TEXT UNDER STUDY ▸
________________________

For several years, Scott and Corcoran were the only professional agents dealing with baseball players. While Tom Yawkey and Joe Cronin offered Corcoran the job of traveling secretary for the Boston Red Sox, he turned it down. He was Mr. Golf and baseball was a side business. At first Yawkey and Cronin were very suspicious of Corcoran’s relationship with Williams, but once they decided it was not a threat to his base-ball activities and maybe even made his baseball commitment stronger, they condoned the arrangement. Later, Corcoran did broaden his base to other special players: St. Louis’s Stan Musial and Boston’s Tony Conigliaro.

With the end of the Second World War, Corcoran wasted no time in landing off-field deals for Williams in 1946. His first call was to L.B. Icely at the Wilson Sporting Goods Company, suggested Williams for the company’s advisory staff. The result was an immediate contract with a $30,000 guarantee, three percent on all sales, and a ten-year deal. Williams was off and running.

Many of Corcoran’s early efforts with Williams tried to make him understand how important it was for him to stop scrapping with the press, and especially with the fans. Image was the lifeblood of his attractiveness to sponsors, and Williams seemed to be doing everything he could to present the wrong one. Corcoran did not always have a great deal of success in modifying Williams’s behavior, but he inserted himself often as the buffer between Williams and others. Cobb, who knew and liked Williams, gave Corcoran the following advice:

Ted is like an outlaw horse that has certain fine ability but tears and pitches in the harness of society and gets many burns and wounds. But that means nothing to him. He retires quickly to those who fawn upon him. Neither you nor I nor anyone else with the interest or desire to help Ted can ever accomplish one thing for him…so it’s better to endure him and save one’s self.8

With Williams and Cobb always in his corner, Corcoran was best friends of two of the orneriest men in baseball. That certainly says something about the man himself. Perhaps Corcoran understood Williams and how his quick temper was a result of a difficult childhood and a distrust that had built up through his formative years. He also knew Williams as one of the most honest and kind people when one got to know him and that he was an extremely loyal friend. It was no accident that the bond developed among the Red Sox core players of that era was anchored by Williams. David Halberstam’s book, The Teammates, explores this relationship and highlights how Williams fit in among his friends and peers on the team.

________________________

GIVEN INFORMATION ▸
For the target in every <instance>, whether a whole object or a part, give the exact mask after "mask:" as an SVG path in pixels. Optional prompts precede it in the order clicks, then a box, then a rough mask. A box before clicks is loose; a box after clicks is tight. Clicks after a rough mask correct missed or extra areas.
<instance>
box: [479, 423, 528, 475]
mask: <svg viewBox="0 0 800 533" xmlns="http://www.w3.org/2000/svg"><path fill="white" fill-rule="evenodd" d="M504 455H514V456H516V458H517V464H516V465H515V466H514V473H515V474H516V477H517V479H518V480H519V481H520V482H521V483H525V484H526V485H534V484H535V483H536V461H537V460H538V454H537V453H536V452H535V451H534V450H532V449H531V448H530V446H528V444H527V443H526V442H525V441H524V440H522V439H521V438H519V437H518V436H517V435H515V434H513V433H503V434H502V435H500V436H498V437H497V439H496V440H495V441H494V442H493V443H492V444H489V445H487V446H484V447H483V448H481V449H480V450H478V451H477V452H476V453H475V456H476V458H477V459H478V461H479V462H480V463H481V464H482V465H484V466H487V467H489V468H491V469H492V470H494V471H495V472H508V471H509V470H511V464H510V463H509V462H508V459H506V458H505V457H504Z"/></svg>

________________________

EXERCISE REQUIREMENTS ▸
a - According to the passage on Corcoran and Ted Williams, which two other players did Corcoran later add as clients?
b - Resume the passage on Corcoran and Ted Williams, picking up after its final sentence.

RESULTS FOR THE EXERCISE ▸
a - Stan Musial of St. Louis and Tony Conigliaro of Boston.

b -
Off the field, Williams was an intensely private person, which led to his obsession with fishing, hunting, and the outdoors where he could be peacefully alone and away from the world. Corcoran picked up on how this obsession, when mixed with Williams’s baseball fame, could turn into a good commercial opportunity. The actual reward in this area came almost by accident. Corcoran, like a good front man, spent a lot of time where he thought there might be action. In 1950, on a night when he returned from a golf event in the Midwest, he decided to kill some time in New York at Toots Shor’s restaurant.

That night, with the Sportsman’s Show in New York, he met up with friends from the Bristol Company. They manufactured golf club shafts, but also made fishing rods. Thanks to a chance conversation that night, Corcoran landed a 10-year, $100,000 contract for Williams to endorse Bristol’s Horton fishing equipment. It was a perfect fit. Corcoran was making Williams wealthier, and doing it in ways that Williams could shine.

The economic partnership between Williams and Corcoran had its apex during Williams’s playing days. As Williams reached retirement, the relationship began to transition into more of a strong personal friendship. The day after Williams officially retired from the Red Sox in 1960, he signed a deal with Sears Roebuck to head up the Sears Sports Advisory Staff. It made him an employee of Sears, and paid $125,000 per year plus a percentage of sales on all “Ted Williams” equipment sold. It also catapulted him into a position of the country’s most visible expert on fishing and fishing equipment.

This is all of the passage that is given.